[Free-text object descriptions]
***
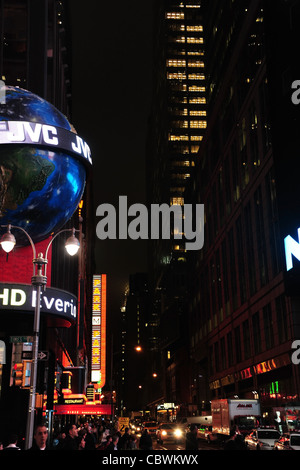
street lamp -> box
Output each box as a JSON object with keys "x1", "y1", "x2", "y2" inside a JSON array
[{"x1": 0, "y1": 223, "x2": 80, "y2": 449}]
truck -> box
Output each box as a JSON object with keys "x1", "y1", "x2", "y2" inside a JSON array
[{"x1": 211, "y1": 399, "x2": 261, "y2": 438}]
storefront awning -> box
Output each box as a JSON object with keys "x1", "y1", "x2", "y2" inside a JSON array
[{"x1": 54, "y1": 404, "x2": 113, "y2": 415}]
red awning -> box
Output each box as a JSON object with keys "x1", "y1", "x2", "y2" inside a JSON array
[{"x1": 54, "y1": 404, "x2": 113, "y2": 415}]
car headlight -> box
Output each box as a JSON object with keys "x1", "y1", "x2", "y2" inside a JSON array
[
  {"x1": 174, "y1": 429, "x2": 182, "y2": 438},
  {"x1": 162, "y1": 430, "x2": 167, "y2": 436}
]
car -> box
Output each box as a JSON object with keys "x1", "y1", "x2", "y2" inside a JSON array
[
  {"x1": 274, "y1": 432, "x2": 300, "y2": 450},
  {"x1": 143, "y1": 421, "x2": 159, "y2": 437},
  {"x1": 156, "y1": 423, "x2": 184, "y2": 444},
  {"x1": 244, "y1": 427, "x2": 281, "y2": 450},
  {"x1": 130, "y1": 421, "x2": 143, "y2": 438},
  {"x1": 204, "y1": 426, "x2": 218, "y2": 444},
  {"x1": 185, "y1": 423, "x2": 217, "y2": 443}
]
***
» **ACTION ITEM**
From the records given above, reproduce all text exactly and exclude each picture.

» **WRITTEN SOLUTION**
street lamp -> box
Output each box as a JSON object with keys "x1", "y1", "x2", "y2" inside a JSON array
[{"x1": 0, "y1": 223, "x2": 80, "y2": 449}]
truck -> box
Output each box as a JSON object with keys "x1", "y1", "x2", "y2" inside a JSON array
[{"x1": 211, "y1": 399, "x2": 261, "y2": 438}]
storefront awning -> box
Output each box as a JSON object with keys "x1", "y1", "x2", "y2" inside a JSON array
[{"x1": 54, "y1": 404, "x2": 113, "y2": 415}]
red awning -> box
Output each box as a JSON object with keys "x1", "y1", "x2", "y2" inside a JSON array
[{"x1": 54, "y1": 404, "x2": 113, "y2": 415}]
car headlight -> box
Output each box as a JSON object with keys "x1", "y1", "x2", "y2" inside a JSON array
[
  {"x1": 174, "y1": 429, "x2": 182, "y2": 438},
  {"x1": 162, "y1": 430, "x2": 167, "y2": 436}
]
car -> box
Output each box as a JSON object with keys "x1", "y1", "x2", "y2" inside a JSON array
[
  {"x1": 274, "y1": 432, "x2": 300, "y2": 450},
  {"x1": 143, "y1": 421, "x2": 159, "y2": 437},
  {"x1": 156, "y1": 423, "x2": 184, "y2": 444},
  {"x1": 244, "y1": 427, "x2": 281, "y2": 450},
  {"x1": 130, "y1": 421, "x2": 143, "y2": 438},
  {"x1": 204, "y1": 426, "x2": 218, "y2": 444},
  {"x1": 185, "y1": 423, "x2": 217, "y2": 443}
]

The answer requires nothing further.